Object location annotation data
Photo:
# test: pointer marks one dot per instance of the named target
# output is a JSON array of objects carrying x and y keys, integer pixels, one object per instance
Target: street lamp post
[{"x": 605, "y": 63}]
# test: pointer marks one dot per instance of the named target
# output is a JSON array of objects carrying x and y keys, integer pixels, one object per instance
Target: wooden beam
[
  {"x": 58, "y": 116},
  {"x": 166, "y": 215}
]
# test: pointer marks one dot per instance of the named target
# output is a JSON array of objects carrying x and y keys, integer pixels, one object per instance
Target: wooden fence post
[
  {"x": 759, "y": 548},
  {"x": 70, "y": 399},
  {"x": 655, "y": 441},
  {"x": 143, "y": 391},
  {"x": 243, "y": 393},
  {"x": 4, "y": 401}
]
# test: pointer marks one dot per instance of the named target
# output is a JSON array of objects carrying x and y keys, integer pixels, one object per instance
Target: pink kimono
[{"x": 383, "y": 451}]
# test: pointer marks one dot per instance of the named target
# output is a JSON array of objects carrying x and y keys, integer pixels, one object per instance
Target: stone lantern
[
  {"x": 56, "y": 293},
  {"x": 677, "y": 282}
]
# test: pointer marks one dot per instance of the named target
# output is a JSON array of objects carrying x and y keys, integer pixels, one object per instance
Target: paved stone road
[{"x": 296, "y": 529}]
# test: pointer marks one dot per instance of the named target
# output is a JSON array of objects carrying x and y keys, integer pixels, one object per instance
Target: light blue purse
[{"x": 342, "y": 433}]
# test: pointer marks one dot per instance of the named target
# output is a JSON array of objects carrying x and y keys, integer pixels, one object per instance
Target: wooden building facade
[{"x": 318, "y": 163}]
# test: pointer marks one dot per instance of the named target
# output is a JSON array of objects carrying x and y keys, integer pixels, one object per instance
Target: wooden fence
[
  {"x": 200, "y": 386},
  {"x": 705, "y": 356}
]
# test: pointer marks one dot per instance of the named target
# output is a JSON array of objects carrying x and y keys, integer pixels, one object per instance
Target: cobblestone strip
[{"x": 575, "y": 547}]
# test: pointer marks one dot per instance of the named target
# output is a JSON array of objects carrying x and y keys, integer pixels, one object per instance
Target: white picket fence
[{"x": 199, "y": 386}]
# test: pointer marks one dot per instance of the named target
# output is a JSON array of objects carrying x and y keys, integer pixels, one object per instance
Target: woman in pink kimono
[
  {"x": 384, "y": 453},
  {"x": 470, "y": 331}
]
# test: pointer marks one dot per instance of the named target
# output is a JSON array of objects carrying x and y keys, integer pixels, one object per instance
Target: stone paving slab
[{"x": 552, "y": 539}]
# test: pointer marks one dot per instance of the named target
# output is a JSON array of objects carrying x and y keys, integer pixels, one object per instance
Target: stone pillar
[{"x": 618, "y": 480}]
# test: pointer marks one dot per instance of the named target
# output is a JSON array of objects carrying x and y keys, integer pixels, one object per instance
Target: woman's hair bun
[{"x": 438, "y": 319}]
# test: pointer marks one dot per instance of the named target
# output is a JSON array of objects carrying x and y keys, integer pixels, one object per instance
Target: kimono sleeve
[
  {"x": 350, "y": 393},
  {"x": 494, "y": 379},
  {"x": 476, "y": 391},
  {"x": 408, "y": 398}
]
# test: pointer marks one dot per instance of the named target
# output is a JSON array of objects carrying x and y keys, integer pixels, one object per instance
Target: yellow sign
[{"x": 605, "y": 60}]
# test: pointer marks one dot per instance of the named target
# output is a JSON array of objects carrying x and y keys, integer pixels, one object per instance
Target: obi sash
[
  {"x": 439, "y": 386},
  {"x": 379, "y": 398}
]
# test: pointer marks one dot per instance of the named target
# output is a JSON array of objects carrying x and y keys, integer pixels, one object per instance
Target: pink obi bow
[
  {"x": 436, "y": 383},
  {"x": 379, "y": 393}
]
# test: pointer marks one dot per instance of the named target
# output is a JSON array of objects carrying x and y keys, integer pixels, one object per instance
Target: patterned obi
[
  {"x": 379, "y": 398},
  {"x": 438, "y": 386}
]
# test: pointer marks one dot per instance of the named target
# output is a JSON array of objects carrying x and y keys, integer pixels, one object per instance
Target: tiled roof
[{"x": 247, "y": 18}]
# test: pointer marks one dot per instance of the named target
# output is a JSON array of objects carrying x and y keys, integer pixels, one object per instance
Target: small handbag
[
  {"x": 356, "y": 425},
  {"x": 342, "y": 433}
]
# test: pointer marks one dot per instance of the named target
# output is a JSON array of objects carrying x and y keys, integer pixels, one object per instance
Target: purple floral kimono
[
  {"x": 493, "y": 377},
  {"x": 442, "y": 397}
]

GIVEN INSTRUCTION:
Go through the data and return every record exactly.

CORRECT RESPONSE:
Photo:
# test: pointer marks one dot per instance of the named target
# output is a JSON array of objects carrying x and y keys, integer pixels, one object per instance
Target: street lamp post
[{"x": 605, "y": 63}]
# test: pointer marks one dot per instance of the named target
# output is a JSON array of objects carrying x and y keys, integer pixels, one object per instance
Target: wooden beam
[
  {"x": 58, "y": 116},
  {"x": 166, "y": 215}
]
# test: pointer marks one dot per instance of the named target
# output is a JSON array of objects carrying x and y keys, integer pixels, one object per instance
Target: wooden fence post
[
  {"x": 759, "y": 548},
  {"x": 70, "y": 399},
  {"x": 655, "y": 441},
  {"x": 143, "y": 391},
  {"x": 243, "y": 393},
  {"x": 4, "y": 401}
]
# test: pointer marks one dot per instance of the named target
# output is a JSON array of objects carrying x and y keys, integer pixels, one object per instance
Target: pink kimono
[{"x": 383, "y": 451}]
# test: pointer marks one dot per instance of the named target
# output is a JSON array of objects carrying x and y keys, integer pixels, one object per instance
Target: stone lantern
[
  {"x": 56, "y": 293},
  {"x": 677, "y": 282}
]
# test: pointer marks one dot per instance of the named target
# output is a JSON array of objects carrying x and y keys, integer pixels, one object per instance
Target: paved stone road
[{"x": 296, "y": 529}]
# test: pointer marks one dot per instance of the named target
# output is a JSON array of objects carrying x and y keys, integer pixels, one object per instance
Target: light blue purse
[{"x": 342, "y": 433}]
# test: pointer marks one dot per instance of the named target
# output is a JSON array of objects carrying x and y keys, integer pixels, one object per instance
Target: wooden building facade
[{"x": 318, "y": 163}]
# test: pointer marks one dot per instance of the named target
# output is a JSON array of objects carrying x and y keys, integer pixels, one object per instance
Target: wooden fence
[
  {"x": 200, "y": 386},
  {"x": 705, "y": 356}
]
# test: pointer marks one dot per instance of the named target
# output is a JSON array of objects carrying x and y keys, integer pixels, one object per instance
Target: cobblestone strip
[{"x": 575, "y": 547}]
# test: pointer marks one dot per instance of the named target
# output is a JSON array of objects carrying x and y keys, integer pixels, one object per instance
Target: white picket fence
[{"x": 199, "y": 386}]
# test: pointer marks one dot per instance of the named target
# output is a JSON array of objects carrying x and y keys, integer pixels, one object per instance
Target: woman in pink kimono
[
  {"x": 384, "y": 453},
  {"x": 470, "y": 331}
]
# test: pointer marks one dot per instance of the named target
# output is a JSON array of objects carrying x and y keys, integer pixels, one object per instance
Target: stone paving slab
[{"x": 552, "y": 539}]
# test: pointer marks one dot per instance of the named target
# output is a JSON array of objects carrying x and y keys, integer pixels, one object per instance
Target: stone pillar
[{"x": 618, "y": 480}]
# test: pointer marks one dot per instance of the named target
# output is a JSON array of objects carrying x and y keys, integer pixels, one object per instance
Target: woman's hair bun
[{"x": 438, "y": 319}]
# test: pointer marks one dot per instance of the named target
# output is a JSON array of objects carrying x and y keys, integer pixels, one object per instance
Target: kimono sleeve
[
  {"x": 350, "y": 393},
  {"x": 494, "y": 379},
  {"x": 476, "y": 391},
  {"x": 408, "y": 398}
]
# test: pointer marks one dot per instance of the named target
# output is a JSON array of objects carrying x and y keys, integer pixels, one object per instance
Target: yellow sign
[{"x": 605, "y": 60}]
# test: pointer marks one dot per instance of the named target
# output is a JSON array of objects carrying x and y keys, integer pixels, one object per instance
Target: obi sash
[
  {"x": 439, "y": 386},
  {"x": 379, "y": 398}
]
# test: pointer marks one dot per instance of the named target
# output is a JSON array of objects carrying x and y keys, integer pixels, one object per instance
Target: pink obi bow
[
  {"x": 436, "y": 383},
  {"x": 379, "y": 393}
]
# test: pointer marks one dot per instance of the named target
# output is a JSON array of objects carrying x and y keys, integer pixels, one object per instance
Target: patterned obi
[
  {"x": 379, "y": 398},
  {"x": 438, "y": 386}
]
# test: pointer marks one dot per instance of the named target
# output is a JSON array of objects carrying x and y keys, integer pixels, one object per instance
Target: tiled roof
[{"x": 247, "y": 18}]
# test: pointer marks one dot per instance of the named target
# output is a JSON array of objects carrying x and y keys, integer pixels, one object per instance
Target: small handbag
[
  {"x": 356, "y": 425},
  {"x": 342, "y": 433}
]
# test: pointer marks one dot per instance of the named target
# output is a JSON array of objects carrying x and y keys, integer pixels, one object per instance
Target: purple floral kimono
[
  {"x": 493, "y": 377},
  {"x": 442, "y": 397}
]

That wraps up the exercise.